> INSTRUCTIONS TO FOLLOW: Write out each record below exactly, without pictures.

──────── SUPPLIED RECORDS ────────

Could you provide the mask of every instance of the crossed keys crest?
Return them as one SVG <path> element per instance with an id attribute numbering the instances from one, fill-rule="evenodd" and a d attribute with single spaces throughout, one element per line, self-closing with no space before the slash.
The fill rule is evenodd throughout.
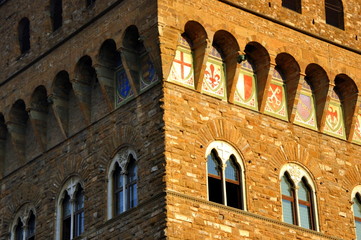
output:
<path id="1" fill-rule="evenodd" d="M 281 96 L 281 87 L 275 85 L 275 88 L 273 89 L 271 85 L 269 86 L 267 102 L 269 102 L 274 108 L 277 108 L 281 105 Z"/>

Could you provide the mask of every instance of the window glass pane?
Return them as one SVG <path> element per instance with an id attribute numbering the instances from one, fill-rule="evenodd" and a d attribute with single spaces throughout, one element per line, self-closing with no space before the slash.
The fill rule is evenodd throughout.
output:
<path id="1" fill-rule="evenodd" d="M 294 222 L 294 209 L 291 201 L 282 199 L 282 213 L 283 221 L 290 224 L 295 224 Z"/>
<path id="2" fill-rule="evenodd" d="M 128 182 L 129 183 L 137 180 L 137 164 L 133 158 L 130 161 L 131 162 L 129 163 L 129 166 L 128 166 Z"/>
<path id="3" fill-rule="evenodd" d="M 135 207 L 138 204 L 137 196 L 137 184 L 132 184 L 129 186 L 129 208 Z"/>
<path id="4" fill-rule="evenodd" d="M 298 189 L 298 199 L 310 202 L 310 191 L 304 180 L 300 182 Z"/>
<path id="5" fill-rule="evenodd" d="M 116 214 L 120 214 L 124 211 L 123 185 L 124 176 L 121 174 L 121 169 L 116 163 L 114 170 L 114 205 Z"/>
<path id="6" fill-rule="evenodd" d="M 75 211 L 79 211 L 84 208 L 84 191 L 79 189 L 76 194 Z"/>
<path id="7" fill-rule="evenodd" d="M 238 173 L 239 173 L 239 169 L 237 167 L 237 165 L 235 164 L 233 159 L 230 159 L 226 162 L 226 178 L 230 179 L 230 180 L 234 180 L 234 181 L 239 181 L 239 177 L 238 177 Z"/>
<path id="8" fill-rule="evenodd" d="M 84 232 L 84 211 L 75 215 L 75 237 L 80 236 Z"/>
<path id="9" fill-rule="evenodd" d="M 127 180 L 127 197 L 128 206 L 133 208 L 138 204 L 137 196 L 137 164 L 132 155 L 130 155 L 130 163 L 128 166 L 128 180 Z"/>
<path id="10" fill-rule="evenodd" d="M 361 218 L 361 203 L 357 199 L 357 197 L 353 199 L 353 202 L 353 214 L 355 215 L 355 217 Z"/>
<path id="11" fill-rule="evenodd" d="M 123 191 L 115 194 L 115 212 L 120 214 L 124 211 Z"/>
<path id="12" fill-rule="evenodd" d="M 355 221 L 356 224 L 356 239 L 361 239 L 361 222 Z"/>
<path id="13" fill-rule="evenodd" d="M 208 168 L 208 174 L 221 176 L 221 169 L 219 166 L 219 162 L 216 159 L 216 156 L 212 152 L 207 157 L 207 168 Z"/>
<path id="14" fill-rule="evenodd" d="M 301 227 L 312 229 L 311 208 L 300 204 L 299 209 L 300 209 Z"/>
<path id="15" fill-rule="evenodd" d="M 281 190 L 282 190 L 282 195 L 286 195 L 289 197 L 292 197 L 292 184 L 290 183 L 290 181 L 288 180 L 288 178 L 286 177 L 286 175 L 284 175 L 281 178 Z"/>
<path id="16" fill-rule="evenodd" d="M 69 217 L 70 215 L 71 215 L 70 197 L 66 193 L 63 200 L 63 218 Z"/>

────────

> ANSWER:
Could you provide the mask of every instance of the crossed keys crest?
Return them as one SVG <path> element per instance with an id attribute numbering the instances from one, fill-rule="evenodd" and a d attribute with single spaces throughout, one element per line, self-closing with no space before the slash.
The fill rule is evenodd throughout.
output:
<path id="1" fill-rule="evenodd" d="M 281 96 L 281 87 L 275 85 L 275 88 L 273 89 L 271 85 L 269 86 L 267 102 L 269 102 L 274 108 L 277 108 L 281 105 Z"/>

Could you provide the mask of every instance of the window glass pane?
Return them as one SVG <path> element per instance with an id attribute numbering the instances from one, fill-rule="evenodd" and a d attribute with single spaces throughout, one element per line, self-closing with no space before the slash.
The fill rule is evenodd throughout.
output:
<path id="1" fill-rule="evenodd" d="M 294 222 L 294 209 L 291 201 L 282 199 L 282 213 L 283 221 L 290 224 L 295 224 Z"/>
<path id="2" fill-rule="evenodd" d="M 128 182 L 129 183 L 137 180 L 137 164 L 133 158 L 130 161 L 131 162 L 129 163 L 129 166 L 128 166 Z"/>
<path id="3" fill-rule="evenodd" d="M 135 207 L 138 204 L 137 196 L 137 184 L 132 184 L 129 186 L 129 208 Z"/>
<path id="4" fill-rule="evenodd" d="M 298 189 L 298 199 L 310 202 L 310 191 L 304 180 L 300 182 Z"/>
<path id="5" fill-rule="evenodd" d="M 116 214 L 120 214 L 124 211 L 123 185 L 124 176 L 121 174 L 121 169 L 116 163 L 114 170 L 114 205 Z"/>
<path id="6" fill-rule="evenodd" d="M 75 211 L 79 211 L 84 208 L 84 191 L 79 189 L 76 194 Z"/>
<path id="7" fill-rule="evenodd" d="M 238 173 L 239 173 L 239 169 L 237 167 L 237 165 L 235 164 L 233 159 L 230 159 L 226 162 L 226 178 L 230 179 L 230 180 L 234 180 L 234 181 L 239 181 L 239 177 L 238 177 Z"/>
<path id="8" fill-rule="evenodd" d="M 84 232 L 84 211 L 75 215 L 75 237 L 80 236 Z"/>
<path id="9" fill-rule="evenodd" d="M 127 180 L 127 197 L 128 206 L 133 208 L 138 204 L 137 196 L 137 164 L 132 155 L 130 155 L 130 163 L 128 166 L 128 180 Z"/>
<path id="10" fill-rule="evenodd" d="M 361 218 L 361 203 L 357 199 L 357 197 L 353 199 L 353 202 L 353 214 L 355 215 L 355 217 Z"/>
<path id="11" fill-rule="evenodd" d="M 123 191 L 115 194 L 115 212 L 120 214 L 124 211 Z"/>
<path id="12" fill-rule="evenodd" d="M 355 221 L 356 224 L 356 239 L 361 239 L 361 222 Z"/>
<path id="13" fill-rule="evenodd" d="M 208 168 L 208 174 L 221 176 L 221 169 L 219 166 L 219 162 L 216 159 L 216 156 L 212 152 L 207 157 L 207 168 Z"/>
<path id="14" fill-rule="evenodd" d="M 301 227 L 312 229 L 311 208 L 300 204 L 299 209 L 300 209 Z"/>
<path id="15" fill-rule="evenodd" d="M 281 190 L 282 190 L 282 195 L 286 195 L 289 197 L 292 197 L 292 184 L 290 183 L 290 181 L 288 180 L 288 178 L 286 177 L 286 175 L 284 175 L 281 178 Z"/>
<path id="16" fill-rule="evenodd" d="M 69 217 L 70 215 L 71 215 L 70 197 L 66 193 L 63 200 L 63 218 Z"/>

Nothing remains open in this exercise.